>> BEGIN
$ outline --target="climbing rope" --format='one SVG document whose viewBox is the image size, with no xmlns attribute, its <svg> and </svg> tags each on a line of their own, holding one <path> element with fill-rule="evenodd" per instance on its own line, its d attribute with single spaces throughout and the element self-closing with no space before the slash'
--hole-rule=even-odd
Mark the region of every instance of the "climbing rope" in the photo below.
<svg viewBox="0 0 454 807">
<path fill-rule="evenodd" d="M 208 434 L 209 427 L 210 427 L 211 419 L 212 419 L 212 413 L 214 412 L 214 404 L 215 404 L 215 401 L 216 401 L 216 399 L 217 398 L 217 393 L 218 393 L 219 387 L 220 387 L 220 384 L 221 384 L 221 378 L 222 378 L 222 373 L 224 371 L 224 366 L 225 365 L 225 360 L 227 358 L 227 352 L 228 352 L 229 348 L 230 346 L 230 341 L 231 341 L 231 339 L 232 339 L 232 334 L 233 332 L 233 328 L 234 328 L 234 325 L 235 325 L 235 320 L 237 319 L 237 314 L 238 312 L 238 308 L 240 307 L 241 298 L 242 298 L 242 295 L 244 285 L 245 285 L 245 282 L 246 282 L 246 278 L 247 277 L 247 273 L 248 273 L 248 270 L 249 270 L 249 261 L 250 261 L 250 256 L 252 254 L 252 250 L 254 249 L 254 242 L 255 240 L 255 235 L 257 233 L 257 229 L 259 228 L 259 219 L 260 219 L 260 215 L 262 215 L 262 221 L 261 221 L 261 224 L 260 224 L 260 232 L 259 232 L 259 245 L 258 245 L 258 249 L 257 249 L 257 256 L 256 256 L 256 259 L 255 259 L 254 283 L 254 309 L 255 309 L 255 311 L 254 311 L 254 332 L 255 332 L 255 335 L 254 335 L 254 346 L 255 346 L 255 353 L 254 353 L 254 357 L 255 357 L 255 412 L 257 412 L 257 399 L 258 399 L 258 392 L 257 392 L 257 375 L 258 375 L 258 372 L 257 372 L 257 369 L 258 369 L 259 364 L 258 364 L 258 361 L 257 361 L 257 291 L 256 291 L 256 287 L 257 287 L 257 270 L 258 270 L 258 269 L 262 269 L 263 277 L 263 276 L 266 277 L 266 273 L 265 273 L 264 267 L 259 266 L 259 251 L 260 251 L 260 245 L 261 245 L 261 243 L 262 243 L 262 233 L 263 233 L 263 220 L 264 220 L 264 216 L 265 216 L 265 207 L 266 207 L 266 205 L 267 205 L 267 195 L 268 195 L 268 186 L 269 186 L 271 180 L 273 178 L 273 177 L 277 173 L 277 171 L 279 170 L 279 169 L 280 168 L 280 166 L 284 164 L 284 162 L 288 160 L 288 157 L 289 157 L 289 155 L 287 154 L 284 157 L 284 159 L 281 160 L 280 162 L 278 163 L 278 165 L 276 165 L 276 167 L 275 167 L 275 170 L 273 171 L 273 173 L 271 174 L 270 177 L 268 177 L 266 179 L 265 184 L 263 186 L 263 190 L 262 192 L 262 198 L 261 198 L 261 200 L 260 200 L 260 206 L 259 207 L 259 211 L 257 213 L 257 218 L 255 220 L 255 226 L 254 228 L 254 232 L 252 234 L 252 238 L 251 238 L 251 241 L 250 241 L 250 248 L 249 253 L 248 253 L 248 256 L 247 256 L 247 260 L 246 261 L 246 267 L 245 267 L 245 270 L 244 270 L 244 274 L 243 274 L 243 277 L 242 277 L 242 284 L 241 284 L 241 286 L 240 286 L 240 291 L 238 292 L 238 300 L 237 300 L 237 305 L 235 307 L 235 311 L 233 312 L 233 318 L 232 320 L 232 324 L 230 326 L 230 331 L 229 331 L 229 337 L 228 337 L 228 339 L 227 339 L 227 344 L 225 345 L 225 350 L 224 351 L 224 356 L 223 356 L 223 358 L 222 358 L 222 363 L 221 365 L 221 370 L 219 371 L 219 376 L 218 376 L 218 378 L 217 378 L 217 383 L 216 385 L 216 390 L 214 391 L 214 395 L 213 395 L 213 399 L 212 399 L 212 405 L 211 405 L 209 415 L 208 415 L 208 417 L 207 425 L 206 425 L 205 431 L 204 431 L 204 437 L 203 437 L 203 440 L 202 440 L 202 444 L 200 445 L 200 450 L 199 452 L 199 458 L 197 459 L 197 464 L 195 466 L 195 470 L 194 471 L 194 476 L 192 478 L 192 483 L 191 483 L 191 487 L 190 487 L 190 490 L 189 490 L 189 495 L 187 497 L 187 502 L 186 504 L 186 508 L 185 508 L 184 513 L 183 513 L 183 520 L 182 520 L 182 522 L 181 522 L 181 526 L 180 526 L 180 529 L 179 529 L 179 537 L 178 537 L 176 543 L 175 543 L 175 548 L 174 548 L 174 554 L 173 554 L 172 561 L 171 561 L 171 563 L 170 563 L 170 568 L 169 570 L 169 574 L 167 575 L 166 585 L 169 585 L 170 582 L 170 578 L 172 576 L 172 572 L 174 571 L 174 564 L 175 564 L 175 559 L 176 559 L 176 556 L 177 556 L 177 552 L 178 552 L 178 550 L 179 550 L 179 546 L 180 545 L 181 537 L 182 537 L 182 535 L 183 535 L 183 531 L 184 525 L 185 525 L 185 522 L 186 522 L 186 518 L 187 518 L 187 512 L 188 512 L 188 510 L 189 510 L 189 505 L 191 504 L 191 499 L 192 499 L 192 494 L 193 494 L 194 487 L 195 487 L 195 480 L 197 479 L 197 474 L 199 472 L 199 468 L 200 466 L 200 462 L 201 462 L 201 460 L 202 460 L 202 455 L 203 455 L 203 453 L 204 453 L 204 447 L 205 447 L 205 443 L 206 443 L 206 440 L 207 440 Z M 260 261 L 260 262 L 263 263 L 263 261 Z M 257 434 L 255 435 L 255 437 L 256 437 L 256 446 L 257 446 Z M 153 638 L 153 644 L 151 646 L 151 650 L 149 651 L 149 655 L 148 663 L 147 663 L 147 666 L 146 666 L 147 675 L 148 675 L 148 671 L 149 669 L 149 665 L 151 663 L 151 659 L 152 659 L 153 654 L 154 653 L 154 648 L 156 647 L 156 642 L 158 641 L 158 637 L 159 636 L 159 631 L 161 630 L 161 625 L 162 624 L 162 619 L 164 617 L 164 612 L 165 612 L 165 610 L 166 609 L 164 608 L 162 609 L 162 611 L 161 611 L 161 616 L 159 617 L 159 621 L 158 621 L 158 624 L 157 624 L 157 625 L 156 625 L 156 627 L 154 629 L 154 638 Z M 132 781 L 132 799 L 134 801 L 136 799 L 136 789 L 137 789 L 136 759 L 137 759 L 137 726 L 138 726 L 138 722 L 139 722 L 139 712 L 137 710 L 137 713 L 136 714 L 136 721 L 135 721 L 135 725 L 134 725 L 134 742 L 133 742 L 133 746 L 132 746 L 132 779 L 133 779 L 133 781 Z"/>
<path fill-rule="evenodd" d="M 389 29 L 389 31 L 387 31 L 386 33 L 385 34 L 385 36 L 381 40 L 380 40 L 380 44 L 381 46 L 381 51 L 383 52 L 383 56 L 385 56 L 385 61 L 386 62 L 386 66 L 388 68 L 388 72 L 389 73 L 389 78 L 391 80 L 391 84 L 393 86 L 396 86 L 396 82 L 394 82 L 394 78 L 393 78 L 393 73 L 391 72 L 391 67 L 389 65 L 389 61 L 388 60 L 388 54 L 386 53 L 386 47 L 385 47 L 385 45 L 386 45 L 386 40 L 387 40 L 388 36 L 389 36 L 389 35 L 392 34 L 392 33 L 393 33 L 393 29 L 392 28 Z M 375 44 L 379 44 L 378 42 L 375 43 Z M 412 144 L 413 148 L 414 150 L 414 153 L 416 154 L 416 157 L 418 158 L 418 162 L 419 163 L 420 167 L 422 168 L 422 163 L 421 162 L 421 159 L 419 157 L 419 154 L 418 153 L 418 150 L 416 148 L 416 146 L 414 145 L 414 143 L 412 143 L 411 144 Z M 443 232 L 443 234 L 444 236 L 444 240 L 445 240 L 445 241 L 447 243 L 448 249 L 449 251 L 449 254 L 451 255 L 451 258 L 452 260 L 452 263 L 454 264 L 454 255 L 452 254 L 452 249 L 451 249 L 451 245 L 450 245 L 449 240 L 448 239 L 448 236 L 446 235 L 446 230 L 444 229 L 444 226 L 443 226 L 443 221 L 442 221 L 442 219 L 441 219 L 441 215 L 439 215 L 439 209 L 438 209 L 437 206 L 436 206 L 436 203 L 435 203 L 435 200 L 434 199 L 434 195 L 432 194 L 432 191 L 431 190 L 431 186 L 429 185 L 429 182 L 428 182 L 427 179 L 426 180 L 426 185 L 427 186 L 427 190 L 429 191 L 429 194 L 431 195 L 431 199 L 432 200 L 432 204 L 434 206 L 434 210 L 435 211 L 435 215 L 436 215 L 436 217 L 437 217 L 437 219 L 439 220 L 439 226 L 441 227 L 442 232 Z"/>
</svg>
>> END
WRITTEN REQUEST:
List every line above that contains the word "photo".

OUTPUT FOR THIS EXERCISE:
Mark the region of every instance of the "climbing rope" in the photo below.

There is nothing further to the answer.